> _REQUIRED TASK_: Repeat the records below exactly as they appear.

> _DATA LISTING_:
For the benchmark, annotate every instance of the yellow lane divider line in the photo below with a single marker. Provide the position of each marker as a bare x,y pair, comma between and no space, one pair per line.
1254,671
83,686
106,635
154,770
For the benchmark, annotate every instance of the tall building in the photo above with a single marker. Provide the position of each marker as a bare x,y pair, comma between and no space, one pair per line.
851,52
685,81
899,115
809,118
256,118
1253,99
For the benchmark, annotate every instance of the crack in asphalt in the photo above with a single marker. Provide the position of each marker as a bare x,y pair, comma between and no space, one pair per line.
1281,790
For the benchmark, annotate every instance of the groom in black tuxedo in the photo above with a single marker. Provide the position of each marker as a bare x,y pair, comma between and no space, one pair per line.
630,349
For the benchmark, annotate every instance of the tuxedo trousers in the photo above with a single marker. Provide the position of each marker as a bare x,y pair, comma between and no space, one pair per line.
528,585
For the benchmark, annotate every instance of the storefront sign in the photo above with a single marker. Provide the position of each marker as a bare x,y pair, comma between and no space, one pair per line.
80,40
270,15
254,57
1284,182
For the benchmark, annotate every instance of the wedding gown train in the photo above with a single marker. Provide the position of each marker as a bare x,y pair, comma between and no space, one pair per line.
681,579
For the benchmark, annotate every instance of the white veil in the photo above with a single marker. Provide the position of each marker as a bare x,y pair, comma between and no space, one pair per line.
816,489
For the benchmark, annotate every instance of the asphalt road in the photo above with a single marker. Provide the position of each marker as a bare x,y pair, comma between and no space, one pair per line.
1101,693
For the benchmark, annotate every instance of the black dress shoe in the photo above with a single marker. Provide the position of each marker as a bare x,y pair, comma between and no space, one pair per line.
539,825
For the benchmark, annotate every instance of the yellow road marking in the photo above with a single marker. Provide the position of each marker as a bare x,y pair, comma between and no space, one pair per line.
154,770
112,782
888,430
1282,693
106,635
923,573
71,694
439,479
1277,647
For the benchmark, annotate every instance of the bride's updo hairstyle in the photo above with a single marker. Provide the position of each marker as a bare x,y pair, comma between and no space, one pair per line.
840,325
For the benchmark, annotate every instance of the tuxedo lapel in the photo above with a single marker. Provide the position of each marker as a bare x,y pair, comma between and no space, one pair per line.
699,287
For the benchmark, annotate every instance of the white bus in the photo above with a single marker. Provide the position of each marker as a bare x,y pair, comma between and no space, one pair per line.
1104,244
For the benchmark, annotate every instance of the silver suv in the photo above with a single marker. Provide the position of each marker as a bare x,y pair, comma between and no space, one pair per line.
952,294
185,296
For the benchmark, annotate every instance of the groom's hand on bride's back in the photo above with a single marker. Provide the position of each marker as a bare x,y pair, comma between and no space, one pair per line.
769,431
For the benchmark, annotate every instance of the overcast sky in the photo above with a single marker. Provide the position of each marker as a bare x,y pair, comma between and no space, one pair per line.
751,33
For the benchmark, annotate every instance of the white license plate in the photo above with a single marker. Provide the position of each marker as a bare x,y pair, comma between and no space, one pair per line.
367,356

> _OUTPUT BELOW_:
For the benchmark, annotate every instance of the yellow lane divider line in the photo below with a single marker. Provide the position of each marker as a bare x,y pair, comma between and no space, one pair per line.
1254,671
83,686
106,635
154,770
For the benchmark, annotate every instance of the tall building in the photo above with a single marker. Provide the position of each marker as a bare x,y pair, comma between and no space, one pair per line.
851,52
685,81
899,115
809,118
256,118
1253,99
For the benchmark, annotate every instance of the crack in asphalt in the photo above with a single marker. Provide the position of each marker as a bare x,y pair, comma between and no space, one pair per line.
1281,790
For the benchmark, annotate every instance of the groom in black tuxedo in the photo above with a single marker. Provide the position of each marker as a bare x,y pair, comma between and no space, one pair per line.
630,349
For the benchmark, annotate every instance of the tuxedo trousers in the photo above with a single marker. Provide the position of each marker as a bare x,y pair, comma between and no space, one pair per line.
528,585
For the benchmark, annotate every instance of the storefront sign in the photo above with a single marker. Provide the position of each marker as a bare x,y pair, comma between and no space, one pair per line.
80,40
270,15
254,57
1284,182
For the benchmark, annotate every instance of the wedding gown train in the photo above with a single marker. Provide the position of each marker as a bare x,y pair, comma between and no space, one pair per line.
681,579
For the benchmark, annotate every instance of the white veil in the photo above with a single marker. Provide the position of each marker as a bare x,y pair, comma between and no space, one pair per line.
816,489
For the benchmark, annotate every instance of the asphalt road in the photo above with a single marker. Provide the position of each marker as a bare x,y pair, comma between and no space, one pair per line.
1101,693
For the benchmark, annotate every instance of the black dress shoe in the photo above with a single marker. Provide the position of each marker as a bare x,y pair, comma between and no space, one pair per line.
539,825
For the benchmark, annotate every instance of the yellow road marking in the photo above with a single marker. Provide the position of each marker as a bare x,y pair, comma between and no space, one pair per line.
154,770
112,782
888,430
1282,693
106,635
923,573
71,694
439,479
1277,647
For the benchmark, annotate every instance of the bride's updo hairstyle in the photo above with a single marker. Provide the position of each marker as a bare x,y pair, comma between and no space, one pair per line.
840,325
For the benchmark, annotate every instance of the tuxedo lapel in the photo above with a single marker. Provide the position of each marker as a bare x,y pair, comma between and no space, one pair per line.
699,287
For the benchmark, annotate every instance of the white bus in the photo above with a single marker. Provide the position of each marker as a bare x,y pair, comma between and no space, one pair per line.
1104,244
For the benchmark, annotate every instance of the silver suv in the photo above with a single marker. Provide the position of each marker as a bare x,y pair, comma between and no space, one pair per line.
952,294
185,296
For the benchmark, annotate every instance of the groom's hand on bride's back in the photo above with a single marker. Provide the position of each marker as a bare x,y pair, comma between and no space, one pair per line.
769,431
For the benchmark, annotate every instance of the overcast sky in the photo above with a single marker. Provide the position of each marker as a bare x,y pair, comma between and no space, one pair per line.
751,33
For the benchmark, annotate every instance of the white license plate in the photo above with a single marker. Provide the position of each marker as a bare x,y pair, comma between and no space, one pair per line.
367,356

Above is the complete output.